= Beginning of Section =

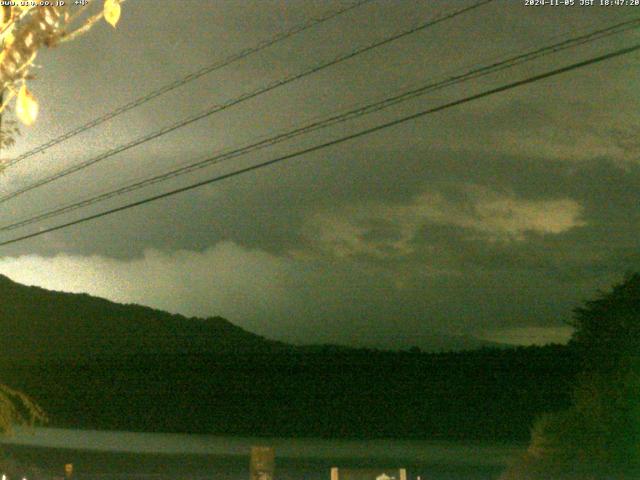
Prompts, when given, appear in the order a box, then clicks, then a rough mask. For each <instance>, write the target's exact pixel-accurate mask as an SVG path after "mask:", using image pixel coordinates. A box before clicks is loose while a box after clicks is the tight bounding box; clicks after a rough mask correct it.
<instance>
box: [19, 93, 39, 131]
mask: <svg viewBox="0 0 640 480" xmlns="http://www.w3.org/2000/svg"><path fill="white" fill-rule="evenodd" d="M16 115H17V116H18V118H19V119H20V121H21V122H22V123H24V124H25V125H33V123H34V122H35V121H36V118H38V101H37V100H36V99H35V97H34V96H33V94H32V93H31V92H30V91H29V90H27V86H26V85H22V88H20V92H18V99H17V100H16Z"/></svg>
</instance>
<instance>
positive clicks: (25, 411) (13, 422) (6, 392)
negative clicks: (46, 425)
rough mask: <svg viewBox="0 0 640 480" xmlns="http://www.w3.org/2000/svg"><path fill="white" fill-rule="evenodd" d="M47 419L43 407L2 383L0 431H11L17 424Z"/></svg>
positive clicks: (0, 415) (20, 392)
mask: <svg viewBox="0 0 640 480" xmlns="http://www.w3.org/2000/svg"><path fill="white" fill-rule="evenodd" d="M44 421H46V416H45V414H44V412H43V411H42V409H41V408H40V407H39V406H38V405H37V404H36V403H35V402H34V401H33V400H32V399H31V398H29V397H28V396H27V395H25V394H24V393H22V392H19V391H18V390H14V389H12V388H10V387H8V386H6V385H1V384H0V433H10V432H11V431H12V428H13V426H14V425H15V424H18V425H33V424H34V423H36V422H44Z"/></svg>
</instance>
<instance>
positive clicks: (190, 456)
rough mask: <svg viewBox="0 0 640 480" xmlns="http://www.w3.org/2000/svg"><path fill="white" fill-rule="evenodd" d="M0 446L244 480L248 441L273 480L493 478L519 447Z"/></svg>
mask: <svg viewBox="0 0 640 480" xmlns="http://www.w3.org/2000/svg"><path fill="white" fill-rule="evenodd" d="M0 444H3V448H4V449H5V450H8V451H9V452H10V453H12V454H13V455H14V456H16V457H17V458H18V459H20V460H24V461H28V462H30V463H33V464H36V465H37V466H39V467H40V468H42V469H44V470H46V471H48V472H51V473H55V474H62V466H63V465H64V464H65V463H73V464H74V473H75V476H76V478H77V479H78V480H169V479H172V480H181V479H185V480H187V479H190V480H205V479H212V480H213V479H220V480H245V479H248V478H249V452H250V447H251V446H256V445H265V446H272V447H274V448H275V452H276V474H275V478H276V480H290V479H291V480H293V479H297V480H302V479H309V480H320V479H322V480H329V470H330V468H331V467H334V466H337V467H345V468H346V467H360V468H366V467H376V468H378V467H379V468H385V467H387V468H392V467H396V468H399V467H402V468H406V469H407V473H408V480H414V479H416V478H417V476H420V477H421V479H422V480H489V479H495V478H497V477H498V476H499V475H500V473H501V472H502V471H503V470H504V468H505V467H506V465H508V463H509V462H510V461H512V460H513V459H514V458H515V457H517V456H518V455H519V454H520V453H522V451H523V450H524V449H525V445H516V444H505V443H500V444H499V443H495V444H490V443H458V442H438V441H420V440H363V441H361V440H322V439H291V438H251V437H224V436H212V435H186V434H158V433H132V432H106V431H89V430H67V429H56V428H36V429H29V430H25V429H22V430H19V431H18V432H16V434H15V435H14V436H12V437H6V438H0Z"/></svg>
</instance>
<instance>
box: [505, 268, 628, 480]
mask: <svg viewBox="0 0 640 480" xmlns="http://www.w3.org/2000/svg"><path fill="white" fill-rule="evenodd" d="M573 326H574V327H575V329H576V330H575V333H574V335H573V337H572V340H571V344H572V346H573V347H575V348H576V349H577V351H578V352H579V354H580V358H582V360H583V364H582V372H581V373H580V374H579V375H578V377H577V379H576V383H575V386H574V393H573V404H572V406H571V407H570V408H569V409H566V410H563V411H560V412H556V413H553V414H547V415H544V416H542V417H541V418H539V419H538V420H537V421H536V423H535V425H534V427H533V430H532V437H531V444H530V447H529V450H528V452H527V455H526V456H525V458H524V459H523V461H522V463H521V464H519V465H517V466H515V467H513V468H512V469H511V470H510V471H508V472H507V473H506V474H505V475H504V476H503V477H502V478H503V479H504V480H511V479H515V478H518V479H519V480H524V479H536V480H537V479H543V478H563V479H565V478H566V479H574V478H575V479H578V478H590V479H603V480H604V479H607V480H609V479H613V478H638V477H637V476H636V475H637V474H638V473H639V472H640V362H639V358H640V274H639V273H633V274H627V275H626V276H625V279H624V281H623V282H622V283H620V284H618V285H616V286H614V287H613V289H612V290H611V291H610V292H608V293H602V292H601V293H600V295H599V296H598V297H597V298H596V299H595V300H590V301H587V302H585V303H584V305H583V306H581V307H579V308H576V309H575V310H574V321H573ZM630 475H633V476H632V477H631V476H630Z"/></svg>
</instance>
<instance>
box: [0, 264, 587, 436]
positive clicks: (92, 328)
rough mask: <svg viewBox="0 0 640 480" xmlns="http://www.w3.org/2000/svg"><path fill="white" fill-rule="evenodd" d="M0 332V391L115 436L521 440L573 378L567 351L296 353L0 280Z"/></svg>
mask: <svg viewBox="0 0 640 480" xmlns="http://www.w3.org/2000/svg"><path fill="white" fill-rule="evenodd" d="M0 332H1V333H0V383H6V384H8V385H10V386H12V387H14V388H17V389H20V390H22V391H24V392H27V393H28V394H29V395H30V396H32V397H33V398H34V399H35V400H36V401H37V402H38V403H39V404H40V405H41V406H42V407H43V408H44V409H45V411H46V412H47V414H48V415H49V417H50V419H51V424H52V425H53V426H66V427H78V428H97V429H113V430H133V431H165V432H199V433H213V434H232V435H266V436H274V435H275V436H322V437H330V438H336V437H360V438H364V437H366V438H375V437H403V438H406V437H414V438H436V437H438V438H480V437H481V438H491V439H494V440H495V439H498V438H505V439H506V438H510V439H513V438H518V439H521V440H526V439H527V438H528V437H529V428H530V425H531V424H532V422H533V419H534V418H535V417H536V416H538V415H540V414H541V413H542V412H552V411H555V410H558V409H561V408H566V407H567V405H569V402H570V388H569V385H570V381H571V379H572V378H573V377H574V376H575V373H576V371H577V365H578V362H577V359H576V355H575V352H574V351H573V350H572V349H571V348H570V347H567V346H563V345H551V346H546V347H527V348H496V347H483V348H480V349H476V350H473V351H462V352H424V351H421V350H420V349H419V348H417V347H416V348H411V349H408V350H405V351H395V352H393V351H384V350H379V349H370V348H350V347H345V346H337V345H316V346H292V345H287V344H284V343H280V342H276V341H271V340H267V339H265V338H262V337H260V336H258V335H254V334H252V333H250V332H247V331H245V330H243V329H241V328H239V327H237V326H234V325H233V324H231V323H229V322H228V321H226V320H224V319H222V318H209V319H196V318H186V317H183V316H181V315H171V314H169V313H166V312H162V311H158V310H154V309H151V308H147V307H142V306H139V305H121V304H117V303H113V302H109V301H107V300H104V299H100V298H94V297H91V296H89V295H77V294H68V293H60V292H51V291H47V290H44V289H42V288H36V287H26V286H24V285H20V284H18V283H15V282H12V281H11V280H9V279H8V278H6V277H2V276H0ZM454 340H456V341H459V339H454ZM441 345H442V344H441Z"/></svg>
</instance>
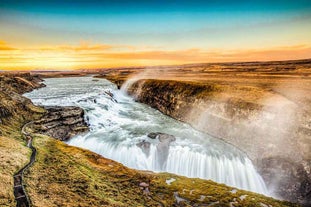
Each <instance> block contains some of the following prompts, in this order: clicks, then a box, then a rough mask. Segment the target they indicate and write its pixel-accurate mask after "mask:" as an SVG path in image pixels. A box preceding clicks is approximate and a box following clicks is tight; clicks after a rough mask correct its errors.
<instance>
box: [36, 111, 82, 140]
mask: <svg viewBox="0 0 311 207" xmlns="http://www.w3.org/2000/svg"><path fill="white" fill-rule="evenodd" d="M46 110H47V113H46V114H45V115H44V116H43V117H42V118H41V119H40V120H38V121H35V122H34V124H33V126H32V127H33V129H34V131H35V132H36V133H40V134H45V135H48V136H50V137H54V138H56V139H59V140H61V141H66V140H68V139H69V138H71V137H73V136H75V135H77V134H78V133H81V132H86V131H87V130H88V126H87V123H86V122H85V121H84V111H83V109H81V108H79V107H75V106H68V107H49V108H46Z"/></svg>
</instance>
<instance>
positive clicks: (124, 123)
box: [26, 77, 268, 195]
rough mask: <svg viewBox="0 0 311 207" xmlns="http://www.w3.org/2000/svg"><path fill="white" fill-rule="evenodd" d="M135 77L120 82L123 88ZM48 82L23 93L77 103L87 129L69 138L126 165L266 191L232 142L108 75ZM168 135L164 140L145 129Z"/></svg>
mask: <svg viewBox="0 0 311 207" xmlns="http://www.w3.org/2000/svg"><path fill="white" fill-rule="evenodd" d="M134 81H135V80H133V81H131V82H128V83H126V84H124V88H123V90H126V87H130V85H131V84H132V83H133V82H134ZM45 84H46V85H47V87H45V88H41V89H39V90H35V91H32V92H31V93H29V94H27V95H26V96H28V97H29V98H31V99H32V101H33V102H34V103H37V104H42V105H76V106H80V107H82V108H83V109H84V110H85V112H86V116H87V119H88V122H89V124H90V128H91V129H90V132H88V133H87V134H84V135H78V136H76V137H74V138H72V139H71V140H69V141H68V144H70V145H73V146H78V147H82V148H85V149H89V150H91V151H93V152H96V153H98V154H101V155H102V156H104V157H107V158H110V159H113V160H115V161H118V162H120V163H122V164H124V165H126V166H128V167H130V168H135V169H140V170H151V171H156V172H170V173H175V174H178V175H184V176H187V177H193V178H202V179H211V180H213V181H216V182H219V183H224V184H226V185H229V186H232V187H237V188H241V189H245V190H250V191H253V192H257V193H261V194H266V195H268V192H267V189H266V186H265V183H264V182H263V180H262V178H261V176H260V175H259V174H258V173H257V172H256V170H255V168H254V166H253V164H252V162H251V161H250V160H249V159H248V158H247V156H246V155H245V154H244V153H243V152H241V151H239V150H238V149H237V148H235V147H233V146H231V145H229V144H227V143H225V142H223V141H221V140H219V139H216V138H214V137H211V136H209V135H206V134H204V133H201V132H199V131H197V130H195V129H193V128H192V127H191V126H189V125H187V124H185V123H181V122H178V121H176V120H174V119H172V118H170V117H168V116H165V115H163V114H162V113H160V112H159V111H157V110H155V109H152V108H151V107H149V106H147V105H144V104H140V103H137V102H135V101H134V100H133V99H132V98H131V97H128V96H126V95H125V94H124V93H122V92H120V91H118V90H116V86H115V85H113V84H111V83H110V82H109V81H107V80H102V79H100V80H99V81H92V78H91V77H80V78H58V79H47V80H46V82H45ZM152 132H161V133H165V134H169V135H172V136H173V137H174V139H171V140H170V141H169V142H165V141H164V142H163V140H162V141H161V140H160V138H159V137H157V138H153V139H152V138H150V137H148V134H149V133H152Z"/></svg>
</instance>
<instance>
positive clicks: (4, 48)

= End of Section =

> _Brief_
Your answer should be a single number: the count of lines in the entries that hold the string "tight".

> _Result below_
2